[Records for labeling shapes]
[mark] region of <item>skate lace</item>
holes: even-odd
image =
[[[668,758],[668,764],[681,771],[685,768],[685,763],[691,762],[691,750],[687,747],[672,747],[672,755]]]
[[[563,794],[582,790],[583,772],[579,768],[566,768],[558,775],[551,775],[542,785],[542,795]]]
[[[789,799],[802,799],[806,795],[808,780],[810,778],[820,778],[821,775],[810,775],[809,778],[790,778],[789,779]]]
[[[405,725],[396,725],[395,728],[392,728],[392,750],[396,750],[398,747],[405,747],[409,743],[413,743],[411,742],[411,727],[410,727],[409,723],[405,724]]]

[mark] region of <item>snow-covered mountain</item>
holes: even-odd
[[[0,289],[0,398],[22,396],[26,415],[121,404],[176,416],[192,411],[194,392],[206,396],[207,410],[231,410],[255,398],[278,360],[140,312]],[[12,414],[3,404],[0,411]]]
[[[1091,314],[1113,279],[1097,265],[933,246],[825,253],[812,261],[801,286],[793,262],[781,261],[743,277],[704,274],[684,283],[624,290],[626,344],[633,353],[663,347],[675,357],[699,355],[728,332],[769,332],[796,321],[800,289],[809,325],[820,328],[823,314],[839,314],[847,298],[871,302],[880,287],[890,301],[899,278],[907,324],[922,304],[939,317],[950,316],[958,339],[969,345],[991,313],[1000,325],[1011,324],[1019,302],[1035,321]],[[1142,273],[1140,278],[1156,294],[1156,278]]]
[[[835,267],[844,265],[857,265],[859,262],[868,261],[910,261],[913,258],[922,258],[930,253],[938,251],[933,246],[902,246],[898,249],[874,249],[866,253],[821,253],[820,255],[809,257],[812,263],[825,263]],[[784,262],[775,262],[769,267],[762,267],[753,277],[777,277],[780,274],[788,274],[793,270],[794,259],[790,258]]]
--
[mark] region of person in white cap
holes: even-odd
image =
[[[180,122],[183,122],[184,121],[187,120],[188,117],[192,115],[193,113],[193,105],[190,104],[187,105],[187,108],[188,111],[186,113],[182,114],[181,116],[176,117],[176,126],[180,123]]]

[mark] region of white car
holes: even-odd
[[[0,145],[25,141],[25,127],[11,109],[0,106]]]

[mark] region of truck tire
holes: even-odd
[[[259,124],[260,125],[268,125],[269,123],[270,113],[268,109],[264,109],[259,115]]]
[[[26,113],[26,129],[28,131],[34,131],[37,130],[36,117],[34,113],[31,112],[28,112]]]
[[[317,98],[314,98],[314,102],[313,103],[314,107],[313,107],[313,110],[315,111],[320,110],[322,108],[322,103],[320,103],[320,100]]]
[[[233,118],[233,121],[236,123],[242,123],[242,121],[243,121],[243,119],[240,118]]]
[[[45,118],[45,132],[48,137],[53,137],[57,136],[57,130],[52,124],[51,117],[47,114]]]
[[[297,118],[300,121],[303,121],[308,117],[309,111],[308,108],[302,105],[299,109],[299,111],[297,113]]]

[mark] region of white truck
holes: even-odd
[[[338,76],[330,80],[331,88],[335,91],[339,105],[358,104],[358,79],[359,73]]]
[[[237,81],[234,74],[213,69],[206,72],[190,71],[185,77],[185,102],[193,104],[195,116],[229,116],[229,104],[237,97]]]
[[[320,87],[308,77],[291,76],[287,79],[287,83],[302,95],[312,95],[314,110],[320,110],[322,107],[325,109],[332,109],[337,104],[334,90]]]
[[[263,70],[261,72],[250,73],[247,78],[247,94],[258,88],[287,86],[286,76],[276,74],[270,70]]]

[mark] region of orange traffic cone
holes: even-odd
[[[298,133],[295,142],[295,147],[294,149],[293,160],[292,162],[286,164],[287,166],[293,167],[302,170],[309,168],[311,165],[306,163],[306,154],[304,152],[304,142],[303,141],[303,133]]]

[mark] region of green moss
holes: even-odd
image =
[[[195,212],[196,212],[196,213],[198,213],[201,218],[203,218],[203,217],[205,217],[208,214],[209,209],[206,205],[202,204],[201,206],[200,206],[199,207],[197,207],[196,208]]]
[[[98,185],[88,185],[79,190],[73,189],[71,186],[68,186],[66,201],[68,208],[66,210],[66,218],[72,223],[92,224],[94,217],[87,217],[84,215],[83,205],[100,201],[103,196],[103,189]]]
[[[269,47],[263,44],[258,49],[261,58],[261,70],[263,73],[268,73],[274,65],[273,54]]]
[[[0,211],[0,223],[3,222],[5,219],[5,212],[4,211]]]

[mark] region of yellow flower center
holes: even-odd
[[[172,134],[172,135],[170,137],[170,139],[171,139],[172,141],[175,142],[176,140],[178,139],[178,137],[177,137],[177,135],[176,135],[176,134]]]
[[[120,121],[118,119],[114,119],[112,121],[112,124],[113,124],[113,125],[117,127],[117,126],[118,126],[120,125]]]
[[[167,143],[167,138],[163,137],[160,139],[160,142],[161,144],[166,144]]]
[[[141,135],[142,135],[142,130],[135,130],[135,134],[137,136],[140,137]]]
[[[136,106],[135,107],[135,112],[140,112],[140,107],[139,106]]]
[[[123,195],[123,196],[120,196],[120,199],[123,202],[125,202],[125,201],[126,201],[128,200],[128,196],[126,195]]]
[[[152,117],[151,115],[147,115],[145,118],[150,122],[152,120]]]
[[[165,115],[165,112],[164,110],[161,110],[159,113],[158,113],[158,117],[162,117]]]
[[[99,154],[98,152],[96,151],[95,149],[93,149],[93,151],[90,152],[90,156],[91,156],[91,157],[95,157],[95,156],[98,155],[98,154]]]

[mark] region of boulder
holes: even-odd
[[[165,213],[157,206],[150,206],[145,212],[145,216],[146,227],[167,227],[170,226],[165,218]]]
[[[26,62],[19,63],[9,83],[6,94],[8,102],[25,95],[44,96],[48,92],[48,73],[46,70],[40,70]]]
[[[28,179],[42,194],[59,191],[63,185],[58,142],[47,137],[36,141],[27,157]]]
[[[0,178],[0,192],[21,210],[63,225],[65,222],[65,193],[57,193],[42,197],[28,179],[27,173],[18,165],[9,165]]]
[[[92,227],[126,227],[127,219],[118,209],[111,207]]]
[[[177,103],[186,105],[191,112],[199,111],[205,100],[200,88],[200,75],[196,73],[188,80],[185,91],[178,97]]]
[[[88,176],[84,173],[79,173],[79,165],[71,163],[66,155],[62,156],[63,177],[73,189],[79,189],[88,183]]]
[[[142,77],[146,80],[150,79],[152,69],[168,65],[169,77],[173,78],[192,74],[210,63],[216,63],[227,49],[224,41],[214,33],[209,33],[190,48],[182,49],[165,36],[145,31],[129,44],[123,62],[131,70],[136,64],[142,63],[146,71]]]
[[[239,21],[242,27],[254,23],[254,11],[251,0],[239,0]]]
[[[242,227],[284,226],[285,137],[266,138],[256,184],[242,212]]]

[STATED PROBLEM] Please list each line of the material above that contains the word "truck". Letter case matters.

[RESPONSE TO THIS TASK]
[mark] region of truck tire
[mark] region of white truck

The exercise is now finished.